▸ **PROBLEM STATEMENT**
Which lines run from the line with "Provide one point per instance of the metal ladder" through the line with "Provide one point per instance of the metal railing" in the entries below? Print them exactly, both ends included, and nothing more.
··· MATERIAL PROVIDED ···
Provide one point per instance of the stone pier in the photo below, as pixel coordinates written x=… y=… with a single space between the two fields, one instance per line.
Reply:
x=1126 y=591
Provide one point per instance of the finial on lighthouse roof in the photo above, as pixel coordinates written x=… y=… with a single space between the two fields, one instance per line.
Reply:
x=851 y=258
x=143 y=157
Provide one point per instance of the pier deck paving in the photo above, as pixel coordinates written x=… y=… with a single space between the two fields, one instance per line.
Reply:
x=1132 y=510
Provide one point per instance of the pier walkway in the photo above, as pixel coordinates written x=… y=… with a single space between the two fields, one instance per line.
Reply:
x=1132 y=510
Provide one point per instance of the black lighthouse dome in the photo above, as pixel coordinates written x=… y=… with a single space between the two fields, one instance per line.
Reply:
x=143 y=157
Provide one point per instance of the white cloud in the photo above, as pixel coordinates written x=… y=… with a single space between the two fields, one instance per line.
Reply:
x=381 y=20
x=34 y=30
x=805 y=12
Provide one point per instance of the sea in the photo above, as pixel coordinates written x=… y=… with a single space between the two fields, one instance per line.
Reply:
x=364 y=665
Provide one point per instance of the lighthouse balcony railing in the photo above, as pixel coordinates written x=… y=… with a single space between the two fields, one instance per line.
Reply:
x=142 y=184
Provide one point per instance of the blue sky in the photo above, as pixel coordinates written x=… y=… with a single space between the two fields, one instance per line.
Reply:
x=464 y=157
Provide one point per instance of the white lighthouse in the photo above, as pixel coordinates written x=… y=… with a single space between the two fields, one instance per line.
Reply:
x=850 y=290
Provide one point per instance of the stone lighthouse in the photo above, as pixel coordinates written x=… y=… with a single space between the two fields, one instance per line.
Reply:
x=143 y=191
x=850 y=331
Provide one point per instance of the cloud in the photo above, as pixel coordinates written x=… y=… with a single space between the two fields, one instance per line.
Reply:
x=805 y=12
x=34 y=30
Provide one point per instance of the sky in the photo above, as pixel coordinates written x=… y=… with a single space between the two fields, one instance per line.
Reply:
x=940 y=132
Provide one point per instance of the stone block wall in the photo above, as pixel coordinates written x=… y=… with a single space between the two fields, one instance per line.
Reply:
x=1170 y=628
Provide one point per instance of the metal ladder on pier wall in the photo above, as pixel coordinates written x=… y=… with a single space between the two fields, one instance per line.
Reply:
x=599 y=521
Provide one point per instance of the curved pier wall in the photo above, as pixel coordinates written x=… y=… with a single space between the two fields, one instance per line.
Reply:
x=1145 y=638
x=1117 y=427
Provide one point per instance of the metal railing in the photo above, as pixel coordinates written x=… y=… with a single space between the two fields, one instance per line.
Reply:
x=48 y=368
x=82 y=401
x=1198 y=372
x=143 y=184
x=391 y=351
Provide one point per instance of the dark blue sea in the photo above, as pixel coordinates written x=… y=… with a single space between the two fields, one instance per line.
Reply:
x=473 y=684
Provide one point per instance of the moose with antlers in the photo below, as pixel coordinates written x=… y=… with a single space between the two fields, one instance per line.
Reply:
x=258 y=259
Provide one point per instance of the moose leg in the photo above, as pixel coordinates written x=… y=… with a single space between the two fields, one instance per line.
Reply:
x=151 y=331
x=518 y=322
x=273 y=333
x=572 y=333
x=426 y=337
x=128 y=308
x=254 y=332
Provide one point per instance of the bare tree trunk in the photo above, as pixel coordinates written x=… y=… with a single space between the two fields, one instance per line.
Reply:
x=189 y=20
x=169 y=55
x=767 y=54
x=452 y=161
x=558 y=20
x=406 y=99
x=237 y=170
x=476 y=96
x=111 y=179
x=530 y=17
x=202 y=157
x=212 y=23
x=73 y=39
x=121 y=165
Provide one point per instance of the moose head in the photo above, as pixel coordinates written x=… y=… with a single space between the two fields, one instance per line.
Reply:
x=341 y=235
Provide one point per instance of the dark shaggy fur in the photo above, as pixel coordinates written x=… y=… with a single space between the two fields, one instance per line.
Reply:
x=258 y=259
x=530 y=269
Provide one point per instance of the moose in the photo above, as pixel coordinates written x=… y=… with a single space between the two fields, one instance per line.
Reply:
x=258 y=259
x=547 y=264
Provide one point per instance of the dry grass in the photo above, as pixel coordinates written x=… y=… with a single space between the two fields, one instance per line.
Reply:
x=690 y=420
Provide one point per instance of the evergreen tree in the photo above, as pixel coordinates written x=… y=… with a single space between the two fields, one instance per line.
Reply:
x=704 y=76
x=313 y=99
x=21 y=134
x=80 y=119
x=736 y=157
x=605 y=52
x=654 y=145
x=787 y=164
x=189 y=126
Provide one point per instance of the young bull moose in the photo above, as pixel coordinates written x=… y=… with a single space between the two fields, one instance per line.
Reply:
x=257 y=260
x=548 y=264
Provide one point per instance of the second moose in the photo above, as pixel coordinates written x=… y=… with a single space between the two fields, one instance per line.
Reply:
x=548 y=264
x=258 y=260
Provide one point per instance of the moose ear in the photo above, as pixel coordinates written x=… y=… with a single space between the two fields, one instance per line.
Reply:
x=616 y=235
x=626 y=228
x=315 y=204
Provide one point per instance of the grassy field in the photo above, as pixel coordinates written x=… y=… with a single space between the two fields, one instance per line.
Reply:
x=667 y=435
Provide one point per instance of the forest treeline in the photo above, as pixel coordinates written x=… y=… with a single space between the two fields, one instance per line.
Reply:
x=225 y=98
···
▸ **REPLY TO THE TASK**
Provide one point per instance of the metal ladder on pier wall in the photo above, as pixel coordinates written x=… y=… with a single space between the two fields, one instance per line.
Reply:
x=599 y=521
Provide one point per instance of the curved pier wall in the photo above, as pixel coordinates written x=… y=… with a single space between the two fields, one instance per line.
Reply:
x=1145 y=638
x=1117 y=427
Provide one point per instance of the metal railing in the photo above, as pixel coordinates written x=… y=… with a single space between the two fields, one instance per line.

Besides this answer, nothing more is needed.